Data under study:
════════
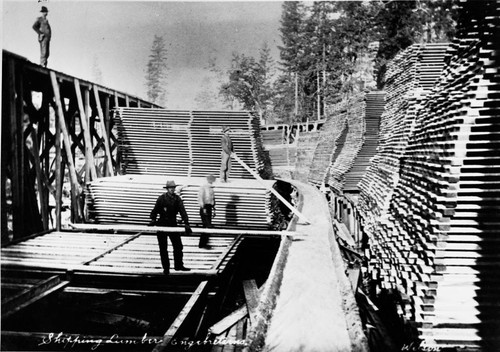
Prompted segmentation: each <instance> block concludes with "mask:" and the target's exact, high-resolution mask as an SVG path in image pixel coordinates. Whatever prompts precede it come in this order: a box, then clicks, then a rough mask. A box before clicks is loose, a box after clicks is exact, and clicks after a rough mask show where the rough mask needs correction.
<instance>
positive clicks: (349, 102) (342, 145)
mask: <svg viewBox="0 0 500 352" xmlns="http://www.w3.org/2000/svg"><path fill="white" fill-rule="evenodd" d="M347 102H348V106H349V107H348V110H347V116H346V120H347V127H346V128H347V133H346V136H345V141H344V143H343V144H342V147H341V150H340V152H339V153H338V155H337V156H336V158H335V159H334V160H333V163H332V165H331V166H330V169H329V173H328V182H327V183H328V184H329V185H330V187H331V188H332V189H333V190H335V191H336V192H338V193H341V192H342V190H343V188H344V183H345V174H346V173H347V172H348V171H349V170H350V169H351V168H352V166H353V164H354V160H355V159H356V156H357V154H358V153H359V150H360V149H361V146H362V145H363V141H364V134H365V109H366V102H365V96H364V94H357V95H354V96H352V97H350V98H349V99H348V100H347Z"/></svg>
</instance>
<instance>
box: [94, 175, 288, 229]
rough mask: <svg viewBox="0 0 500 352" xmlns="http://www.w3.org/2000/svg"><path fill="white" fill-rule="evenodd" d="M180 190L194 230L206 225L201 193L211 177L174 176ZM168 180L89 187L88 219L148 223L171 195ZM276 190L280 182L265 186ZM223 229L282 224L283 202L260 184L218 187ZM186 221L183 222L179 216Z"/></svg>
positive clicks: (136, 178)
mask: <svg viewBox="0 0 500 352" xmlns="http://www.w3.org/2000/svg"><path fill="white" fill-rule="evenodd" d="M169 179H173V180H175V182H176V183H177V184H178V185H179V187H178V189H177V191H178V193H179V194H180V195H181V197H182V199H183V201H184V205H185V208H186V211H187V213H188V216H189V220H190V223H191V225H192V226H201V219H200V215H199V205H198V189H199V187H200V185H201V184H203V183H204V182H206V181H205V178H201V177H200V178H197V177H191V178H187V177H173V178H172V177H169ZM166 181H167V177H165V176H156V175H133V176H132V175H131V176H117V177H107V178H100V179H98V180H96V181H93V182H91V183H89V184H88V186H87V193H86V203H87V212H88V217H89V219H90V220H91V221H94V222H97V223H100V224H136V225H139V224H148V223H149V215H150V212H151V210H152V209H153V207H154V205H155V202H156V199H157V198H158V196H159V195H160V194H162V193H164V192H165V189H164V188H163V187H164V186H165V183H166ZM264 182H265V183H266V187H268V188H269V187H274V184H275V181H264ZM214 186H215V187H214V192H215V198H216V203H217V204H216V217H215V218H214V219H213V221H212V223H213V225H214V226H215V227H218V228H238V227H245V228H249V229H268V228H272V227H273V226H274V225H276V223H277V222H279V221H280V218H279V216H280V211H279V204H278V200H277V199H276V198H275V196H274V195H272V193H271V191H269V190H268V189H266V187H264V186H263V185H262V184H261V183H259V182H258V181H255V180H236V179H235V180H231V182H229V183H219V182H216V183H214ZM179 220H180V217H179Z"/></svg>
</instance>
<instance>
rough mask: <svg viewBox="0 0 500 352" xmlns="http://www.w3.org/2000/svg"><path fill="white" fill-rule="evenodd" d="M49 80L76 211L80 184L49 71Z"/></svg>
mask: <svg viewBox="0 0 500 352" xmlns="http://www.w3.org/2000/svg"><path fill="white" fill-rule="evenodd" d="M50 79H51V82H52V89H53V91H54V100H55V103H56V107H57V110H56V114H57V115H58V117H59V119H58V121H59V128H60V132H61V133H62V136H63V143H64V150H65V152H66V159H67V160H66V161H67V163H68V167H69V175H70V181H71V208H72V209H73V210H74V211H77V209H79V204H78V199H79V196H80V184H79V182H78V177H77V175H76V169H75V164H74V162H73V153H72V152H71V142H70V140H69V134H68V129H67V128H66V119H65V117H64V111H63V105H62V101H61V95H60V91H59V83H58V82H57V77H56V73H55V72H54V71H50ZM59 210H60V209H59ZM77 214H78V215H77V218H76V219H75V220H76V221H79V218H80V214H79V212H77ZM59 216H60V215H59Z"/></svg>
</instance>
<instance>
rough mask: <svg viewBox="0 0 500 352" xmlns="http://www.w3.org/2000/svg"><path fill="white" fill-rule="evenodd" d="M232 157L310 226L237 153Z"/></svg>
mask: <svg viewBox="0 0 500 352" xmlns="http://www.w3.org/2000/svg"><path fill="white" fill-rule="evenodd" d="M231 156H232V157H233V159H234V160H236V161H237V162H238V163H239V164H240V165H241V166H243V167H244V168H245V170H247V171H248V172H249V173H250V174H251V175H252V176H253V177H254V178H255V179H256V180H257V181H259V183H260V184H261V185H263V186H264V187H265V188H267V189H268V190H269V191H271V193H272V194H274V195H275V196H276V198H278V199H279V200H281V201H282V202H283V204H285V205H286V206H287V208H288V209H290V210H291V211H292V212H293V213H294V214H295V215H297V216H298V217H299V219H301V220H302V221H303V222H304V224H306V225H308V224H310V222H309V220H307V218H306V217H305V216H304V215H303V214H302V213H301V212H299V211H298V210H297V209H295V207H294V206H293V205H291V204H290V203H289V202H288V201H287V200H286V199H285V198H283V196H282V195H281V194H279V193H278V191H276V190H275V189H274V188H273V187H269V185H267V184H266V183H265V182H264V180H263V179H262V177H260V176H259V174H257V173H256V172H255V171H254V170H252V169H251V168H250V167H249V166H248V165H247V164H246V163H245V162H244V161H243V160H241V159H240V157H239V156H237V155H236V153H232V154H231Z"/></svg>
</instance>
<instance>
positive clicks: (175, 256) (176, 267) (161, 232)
════════
Problem statement: Give the data above again exactly. Leave the pictures out.

Response to the exercise:
Prompted segmentation: each <instance> block concludes with "mask:" and the target's exact, high-resolution mask as an SVG path in image pixel coordinates. Whatever prompts precede it come in this order: a box, then clicks, then a rough mask. A box before clicks is loose, a box after clicks is exact, and clicks after a rough mask show where the rough mask needs correction.
<instance>
positive clicks: (349, 102) (342, 145)
mask: <svg viewBox="0 0 500 352" xmlns="http://www.w3.org/2000/svg"><path fill="white" fill-rule="evenodd" d="M347 102H348V106H349V107H348V110H347V116H346V120H347V127H346V128H347V133H346V136H345V141H344V143H343V144H342V147H341V150H340V152H339V153H338V155H337V156H336V158H335V159H334V160H333V163H332V165H331V166H330V169H329V173H328V182H327V183H328V184H329V185H330V187H331V188H332V189H333V190H335V191H336V192H338V193H341V192H342V190H343V188H344V183H345V174H346V173H347V172H348V171H349V170H350V169H351V168H352V166H353V164H354V160H355V159H356V156H357V154H358V153H359V150H360V149H361V146H362V145H363V141H364V134H365V109H366V102H365V96H364V94H357V95H354V96H352V97H350V98H349V99H348V100H347Z"/></svg>
</instance>
<instance>
box: [94, 175, 288, 229]
rough mask: <svg viewBox="0 0 500 352" xmlns="http://www.w3.org/2000/svg"><path fill="white" fill-rule="evenodd" d="M180 190L194 230L206 225L201 193L211 177L174 176ZM168 180L89 187L88 219L148 223L171 195ZM276 190L280 182L265 186ZM223 229L282 224L283 202L260 184L218 187ZM186 221L183 222L179 216Z"/></svg>
positive clicks: (136, 178)
mask: <svg viewBox="0 0 500 352" xmlns="http://www.w3.org/2000/svg"><path fill="white" fill-rule="evenodd" d="M169 179H173V180H175V182H176V183H177V184H178V185H179V187H178V189H177V191H178V193H179V194H180V195H181V197H182V199H183V201H184V205H185V208H186V211H187V213H188V216H189V220H190V223H191V225H192V226H201V219H200V215H199V205H198V189H199V187H200V185H201V184H203V183H204V182H206V181H205V178H201V177H200V178H197V177H191V178H187V177H173V178H172V177H169ZM166 181H167V177H165V176H156V175H133V176H132V175H131V176H117V177H107V178H100V179H98V180H96V181H93V182H91V183H89V184H88V186H87V193H86V203H87V212H88V217H89V219H90V220H91V221H94V222H97V223H100V224H136V225H139V224H148V223H149V215H150V212H151V210H152V209H153V207H154V205H155V202H156V199H157V198H158V196H159V195H160V194H162V193H164V192H165V189H164V188H163V187H164V186H165V183H166ZM264 182H265V183H266V187H268V188H269V187H274V184H275V181H264ZM214 186H215V187H214V192H215V198H216V203H217V204H216V217H215V218H214V219H213V221H212V223H213V225H214V226H215V227H218V228H238V227H245V228H249V229H268V228H272V227H273V226H274V225H276V223H277V222H279V221H280V218H279V216H280V211H279V204H278V200H277V199H276V198H275V196H274V195H272V193H271V191H269V190H268V189H266V187H264V186H263V185H262V184H261V183H259V182H258V181H255V180H236V179H235V180H231V182H229V183H219V182H216V183H214ZM179 220H180V217H179Z"/></svg>
</instance>
<instance>
rough mask: <svg viewBox="0 0 500 352" xmlns="http://www.w3.org/2000/svg"><path fill="white" fill-rule="evenodd" d="M49 80L76 211L80 184L49 71Z"/></svg>
mask: <svg viewBox="0 0 500 352" xmlns="http://www.w3.org/2000/svg"><path fill="white" fill-rule="evenodd" d="M50 79H51V82H52V89H53V91H54V100H55V103H56V107H57V110H56V114H57V115H58V117H59V119H58V121H59V128H60V132H61V133H62V136H63V143H64V150H65V152H66V159H67V160H66V161H67V163H68V167H69V175H70V181H71V208H72V209H73V210H74V211H77V209H79V204H78V199H79V196H80V184H79V182H78V177H77V175H76V169H75V164H74V162H73V153H72V152H71V142H70V140H69V134H68V129H67V128H66V119H65V117H64V111H63V105H62V101H61V95H60V91H59V83H58V82H57V77H56V73H55V72H54V71H50ZM59 210H60V209H59ZM77 214H78V215H77V218H76V219H75V220H76V221H79V218H80V214H79V212H77ZM59 216H60V215H59Z"/></svg>
</instance>
<instance>
rough mask: <svg viewBox="0 0 500 352" xmlns="http://www.w3.org/2000/svg"><path fill="white" fill-rule="evenodd" d="M232 157L310 226L237 153Z"/></svg>
mask: <svg viewBox="0 0 500 352" xmlns="http://www.w3.org/2000/svg"><path fill="white" fill-rule="evenodd" d="M231 156H232V157H233V159H234V160H236V161H237V162H238V163H239V164H240V165H241V166H243V167H244V168H245V170H247V171H248V172H249V173H250V174H251V175H252V176H253V177H254V178H255V179H256V180H257V181H259V183H260V184H261V185H263V186H264V187H265V188H267V189H268V190H269V191H271V193H272V194H274V195H275V196H276V198H278V199H279V200H281V201H282V202H283V204H285V205H286V206H287V208H288V209H290V210H291V211H292V212H293V213H294V214H295V215H297V216H298V217H299V219H301V220H302V221H303V222H304V224H306V225H308V224H310V222H309V220H307V218H306V217H305V216H304V215H303V214H302V213H301V212H299V211H298V210H297V209H295V207H294V206H293V205H291V204H290V203H289V202H288V201H287V200H286V199H285V198H283V196H282V195H281V194H279V193H278V191H276V190H275V189H274V188H273V187H269V185H267V184H266V183H265V182H264V180H263V179H262V177H260V176H259V174H257V173H256V172H255V171H254V170H252V169H251V168H250V167H249V166H248V165H247V164H246V163H245V162H244V161H243V160H241V159H240V157H239V156H237V155H236V153H232V154H231Z"/></svg>
</instance>
<instance>
positive clicks: (175, 256) (176, 267) (161, 232)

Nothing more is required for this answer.